- **Text**:
^^^^^^^^^^^^^^^^

Your heart works like an electrical pump, sending out currents that synchronize your heartbeats. Arrhythmia occurs when these electrical pulses get out of sync, causing your heart to beat too fast, slow, or erratically.
If you have arrhythmia, you may experience heart fluttering, chest pain, shortness of breath, or dizziness. Some heart rhythm issues are harmless and don’t cause any symptoms. But certain arrhythmias can be life-threatening and increase your risk of heart failure and stroke.
At the Allegheny Health Network (AHN) Cardiovascular Institute, we use the latest technologies to swiftly diagnose your condition and get your heart back in sync.
Diagnosing heart arrhythmia
Our Electrophysiology (EP) Program features sophisticated diagnostic equipment to test the electrical activity of your heart. Our heart rhythm specialists, or electrophysiologists, rely on advanced heart mapping equipment to pinpoint problems that often go undetected.
Irregular heartbeats, or arrhythmias, affect the heart differently. Types of arrhythmia include:
- Atrial fibrillation (AFib): Your heart’s upper chambers contract irregularly.
- Ventricular fibrillation: Your heart’s lower chambers contract irregularly.
- Bradycardia: Your heart beats too slowly, at less than 60 beats per minute.

^^^^^^^^^^^^^^^^

- **Exercise data**:
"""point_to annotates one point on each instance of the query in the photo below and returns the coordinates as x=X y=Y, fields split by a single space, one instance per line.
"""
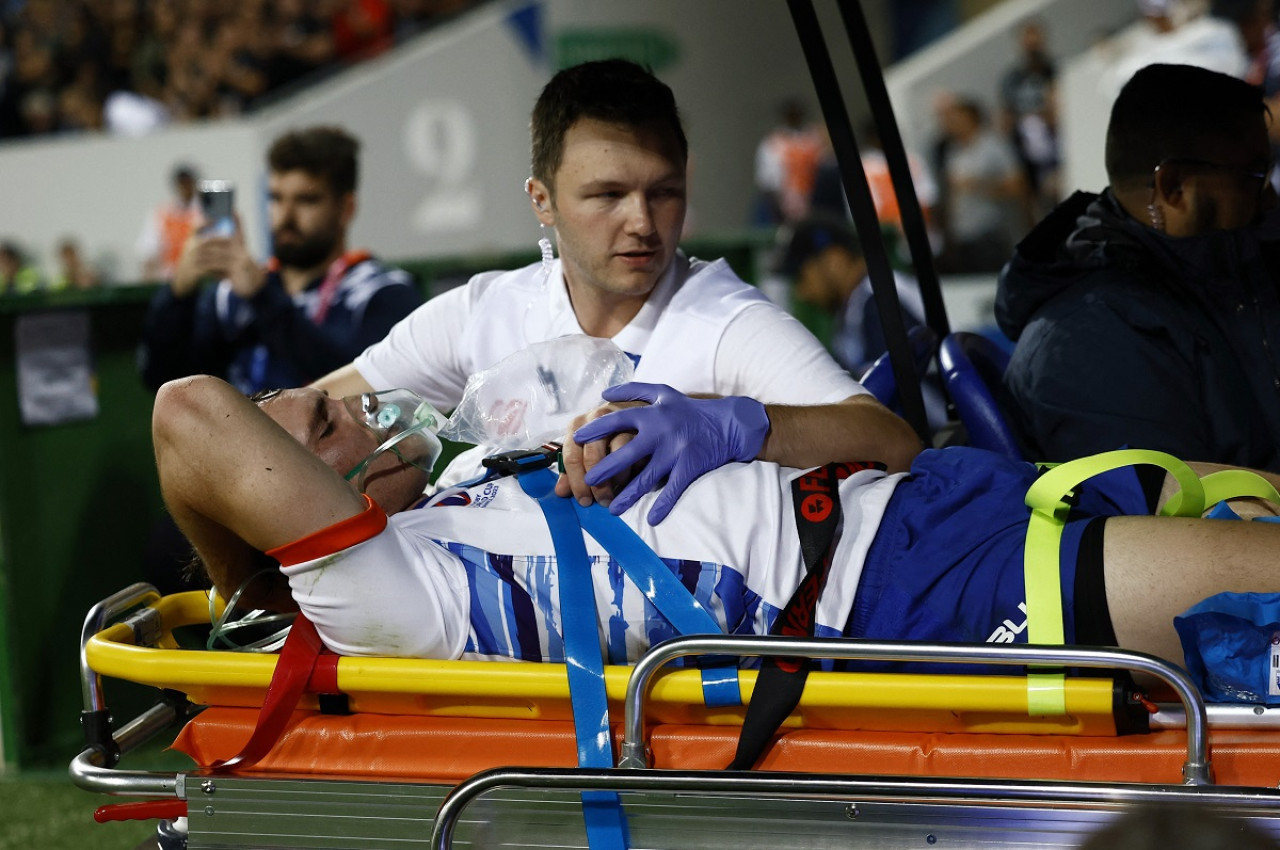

^^^^^^^^^^^^^^^^

Output the part of the arrhythmia text that opens with the words containing "At the Allegheny" and closes with "often go undetected.", copying it exactly.

At the Allegheny Health Network (AHN) Cardiovascular Institute, we use the latest technologies to swiftly diagnose your condition and get your heart back in sync.
Diagnosing heart arrhythmia
Our Electrophysiology (EP) Program features sophisticated diagnostic equipment to test the electrical activity of your heart. Our heart rhythm specialists, or electrophysiologists, rely on advanced heart mapping equipment to pinpoint problems that often go undetected.